- _EXTRACT_
----------

Glencoyne Wood is a Site of Special Scientific Interest (SSSI) in Lake District National Park in Cumbria, England. This protected area is located near the village of Glenridding near Ullswater lake. This woodland is protected because of the exceptional diversity of mosses and liverworts. Red squirrel has been recorded in this woodland.

== Biology ==
In acidic soils, sessile oak is the dominant canopy tree. The woodland has widely spaced trees as regeneration is inhibited by sheep grazing. Woodland herbs in this protected area include moschatel, sanicle, woodruff and opposite-leaved golden-saxifrage. Common butterwort has been recorded on Stybarrow Pass.

----------

- _ABOUT THIS EXERCISE_
Retype the passage from the Glencoyne Wood text, from "Glencoyne Wood is" up to and including "on Stybarrow Pass.".

----------

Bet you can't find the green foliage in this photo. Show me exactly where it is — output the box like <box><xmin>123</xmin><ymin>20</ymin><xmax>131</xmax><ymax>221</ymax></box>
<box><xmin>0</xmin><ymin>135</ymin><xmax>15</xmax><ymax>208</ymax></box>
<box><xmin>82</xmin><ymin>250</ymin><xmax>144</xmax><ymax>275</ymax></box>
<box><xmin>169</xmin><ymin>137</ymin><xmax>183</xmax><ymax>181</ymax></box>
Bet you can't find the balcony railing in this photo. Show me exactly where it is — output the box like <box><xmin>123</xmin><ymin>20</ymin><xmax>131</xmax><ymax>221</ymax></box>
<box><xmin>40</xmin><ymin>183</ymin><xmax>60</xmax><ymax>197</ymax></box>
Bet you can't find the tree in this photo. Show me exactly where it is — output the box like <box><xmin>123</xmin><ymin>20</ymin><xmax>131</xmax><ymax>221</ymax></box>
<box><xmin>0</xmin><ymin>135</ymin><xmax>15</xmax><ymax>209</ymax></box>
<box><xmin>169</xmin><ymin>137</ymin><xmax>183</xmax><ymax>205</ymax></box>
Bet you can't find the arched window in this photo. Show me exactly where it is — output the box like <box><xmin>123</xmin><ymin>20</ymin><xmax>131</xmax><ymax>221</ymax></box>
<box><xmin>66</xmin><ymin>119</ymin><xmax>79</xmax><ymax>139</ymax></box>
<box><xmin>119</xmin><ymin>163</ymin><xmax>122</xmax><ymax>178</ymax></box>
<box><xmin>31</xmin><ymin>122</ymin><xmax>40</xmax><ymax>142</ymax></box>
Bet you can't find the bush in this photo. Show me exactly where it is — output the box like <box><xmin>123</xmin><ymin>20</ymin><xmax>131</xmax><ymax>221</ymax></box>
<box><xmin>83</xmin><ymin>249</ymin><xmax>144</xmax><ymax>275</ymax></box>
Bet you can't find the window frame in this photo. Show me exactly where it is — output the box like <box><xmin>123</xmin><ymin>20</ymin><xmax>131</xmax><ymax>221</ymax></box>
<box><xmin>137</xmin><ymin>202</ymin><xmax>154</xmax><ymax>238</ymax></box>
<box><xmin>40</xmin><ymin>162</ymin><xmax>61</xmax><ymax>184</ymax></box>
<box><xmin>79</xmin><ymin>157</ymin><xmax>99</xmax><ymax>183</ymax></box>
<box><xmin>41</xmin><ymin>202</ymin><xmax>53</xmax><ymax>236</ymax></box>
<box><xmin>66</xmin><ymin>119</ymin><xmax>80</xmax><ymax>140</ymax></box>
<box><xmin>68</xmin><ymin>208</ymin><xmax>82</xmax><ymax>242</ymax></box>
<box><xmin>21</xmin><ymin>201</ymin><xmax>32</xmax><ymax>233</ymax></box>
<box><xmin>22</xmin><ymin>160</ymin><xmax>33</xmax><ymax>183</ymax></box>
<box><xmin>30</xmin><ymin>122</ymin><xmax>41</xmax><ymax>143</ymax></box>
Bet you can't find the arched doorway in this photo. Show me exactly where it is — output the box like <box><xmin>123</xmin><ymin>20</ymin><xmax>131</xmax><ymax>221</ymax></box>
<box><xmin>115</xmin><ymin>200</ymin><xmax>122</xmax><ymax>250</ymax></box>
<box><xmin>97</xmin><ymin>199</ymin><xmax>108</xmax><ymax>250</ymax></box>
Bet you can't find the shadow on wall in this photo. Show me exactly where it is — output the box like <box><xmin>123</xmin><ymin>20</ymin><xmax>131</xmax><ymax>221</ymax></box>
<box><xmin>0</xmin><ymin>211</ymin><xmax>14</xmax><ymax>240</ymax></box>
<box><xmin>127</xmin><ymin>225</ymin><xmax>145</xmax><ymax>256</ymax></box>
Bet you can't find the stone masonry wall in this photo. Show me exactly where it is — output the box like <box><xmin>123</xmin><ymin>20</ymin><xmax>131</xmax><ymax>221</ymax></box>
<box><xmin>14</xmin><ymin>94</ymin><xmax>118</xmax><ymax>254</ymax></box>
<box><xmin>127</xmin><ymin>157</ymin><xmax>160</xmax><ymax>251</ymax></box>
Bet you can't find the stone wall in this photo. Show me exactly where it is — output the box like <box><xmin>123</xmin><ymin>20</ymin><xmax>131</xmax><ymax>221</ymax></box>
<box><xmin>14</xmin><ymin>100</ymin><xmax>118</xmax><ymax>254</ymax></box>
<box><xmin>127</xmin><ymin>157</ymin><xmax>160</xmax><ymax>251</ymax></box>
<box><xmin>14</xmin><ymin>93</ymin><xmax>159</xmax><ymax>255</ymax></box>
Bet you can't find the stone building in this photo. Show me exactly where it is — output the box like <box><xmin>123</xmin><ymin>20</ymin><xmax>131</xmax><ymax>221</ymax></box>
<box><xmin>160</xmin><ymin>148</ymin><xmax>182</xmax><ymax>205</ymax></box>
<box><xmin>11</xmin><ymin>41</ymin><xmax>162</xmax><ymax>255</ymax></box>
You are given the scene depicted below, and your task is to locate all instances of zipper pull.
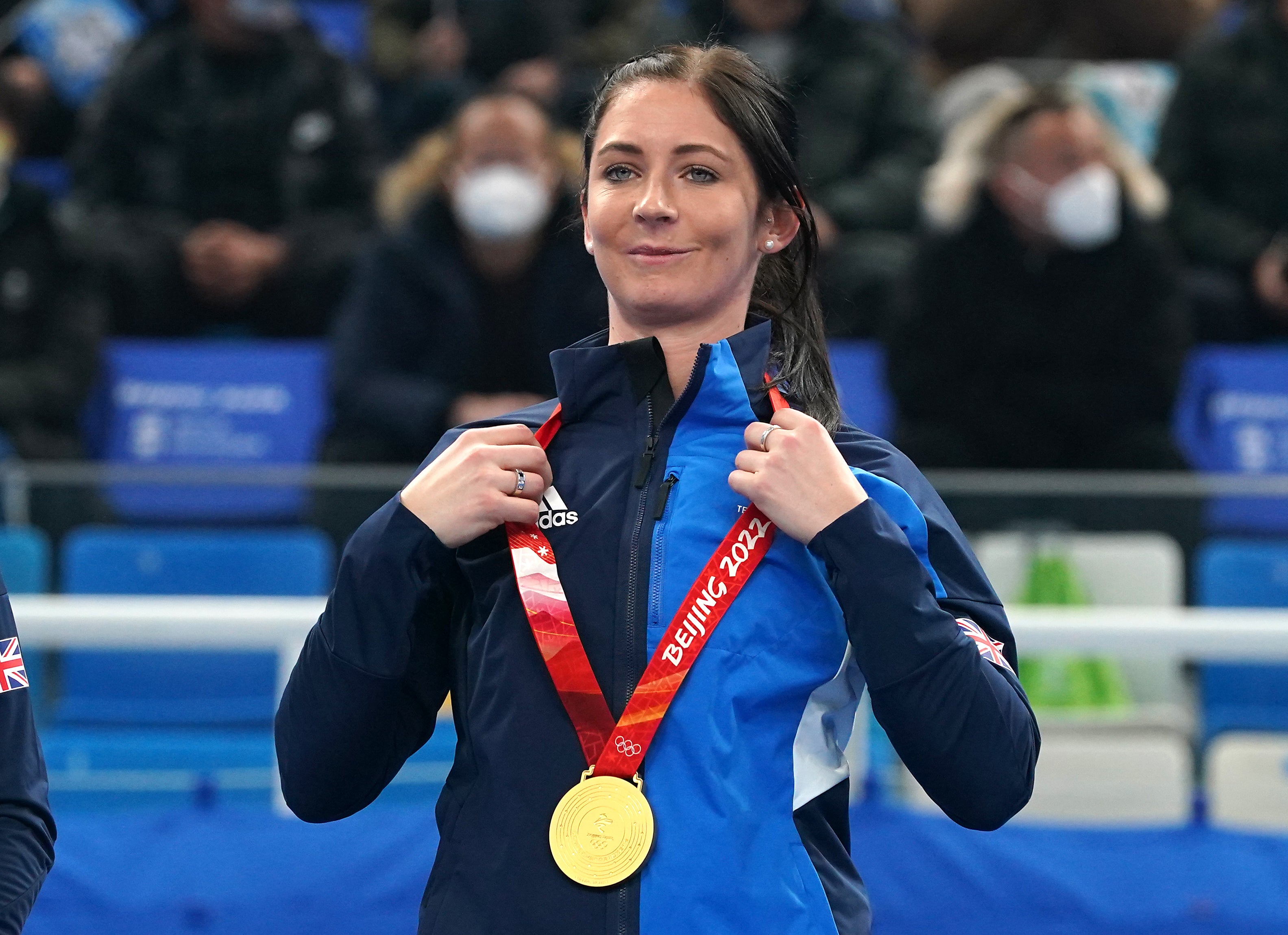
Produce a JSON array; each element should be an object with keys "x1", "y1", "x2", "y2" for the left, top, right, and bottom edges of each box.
[
  {"x1": 653, "y1": 474, "x2": 680, "y2": 520},
  {"x1": 631, "y1": 435, "x2": 657, "y2": 489}
]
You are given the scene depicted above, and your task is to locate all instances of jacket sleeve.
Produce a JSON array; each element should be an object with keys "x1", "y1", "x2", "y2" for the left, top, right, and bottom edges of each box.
[
  {"x1": 0, "y1": 585, "x2": 57, "y2": 935},
  {"x1": 810, "y1": 461, "x2": 1041, "y2": 831},
  {"x1": 275, "y1": 497, "x2": 456, "y2": 822}
]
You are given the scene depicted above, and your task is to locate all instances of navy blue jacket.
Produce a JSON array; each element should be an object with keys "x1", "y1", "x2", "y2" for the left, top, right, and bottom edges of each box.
[
  {"x1": 0, "y1": 581, "x2": 57, "y2": 935},
  {"x1": 277, "y1": 323, "x2": 1038, "y2": 935}
]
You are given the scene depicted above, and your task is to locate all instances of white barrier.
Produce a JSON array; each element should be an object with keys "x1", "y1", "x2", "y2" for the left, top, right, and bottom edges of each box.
[
  {"x1": 10, "y1": 594, "x2": 1288, "y2": 687},
  {"x1": 10, "y1": 594, "x2": 1288, "y2": 811}
]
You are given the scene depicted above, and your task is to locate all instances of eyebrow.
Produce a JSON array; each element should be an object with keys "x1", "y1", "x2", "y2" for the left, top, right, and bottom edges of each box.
[{"x1": 596, "y1": 140, "x2": 729, "y2": 160}]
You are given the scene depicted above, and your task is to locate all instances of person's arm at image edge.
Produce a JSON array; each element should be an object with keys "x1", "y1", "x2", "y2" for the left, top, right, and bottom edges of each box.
[{"x1": 0, "y1": 586, "x2": 57, "y2": 935}]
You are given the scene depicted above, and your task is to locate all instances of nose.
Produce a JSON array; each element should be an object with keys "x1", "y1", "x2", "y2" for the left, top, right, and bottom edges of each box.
[{"x1": 635, "y1": 175, "x2": 678, "y2": 227}]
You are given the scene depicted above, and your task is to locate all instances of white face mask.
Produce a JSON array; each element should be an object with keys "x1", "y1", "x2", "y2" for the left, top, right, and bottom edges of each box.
[
  {"x1": 1011, "y1": 162, "x2": 1122, "y2": 250},
  {"x1": 452, "y1": 163, "x2": 551, "y2": 241}
]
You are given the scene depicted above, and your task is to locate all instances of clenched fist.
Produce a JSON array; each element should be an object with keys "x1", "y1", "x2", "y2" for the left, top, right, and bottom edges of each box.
[
  {"x1": 729, "y1": 410, "x2": 868, "y2": 545},
  {"x1": 398, "y1": 425, "x2": 553, "y2": 549}
]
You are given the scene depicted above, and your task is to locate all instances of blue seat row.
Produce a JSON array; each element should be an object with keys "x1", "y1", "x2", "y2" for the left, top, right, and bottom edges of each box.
[{"x1": 0, "y1": 527, "x2": 335, "y2": 725}]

----------

- _SOLUTION BELOW_
Glencoyne Wood is a Site of Special Scientific Interest (SSSI) in Lake District National Park in Cumbria, England. This protected area is located near the village of Glenridding near Ullswater lake. This woodland is protected because of the exceptional diversity of mosses and liverworts. Red squirrel has been recorded in this woodland.

== Biology ==
In acidic soils, sessile oak is the dominant canopy tree. The woodland has widely spaced trees as regeneration is inhibited by sheep grazing. Woodland herbs in this protected area include moschatel, sanicle, woodruff and opposite-leaved golden-saxifrage. Common butterwort has been recorded on Stybarrow Pass.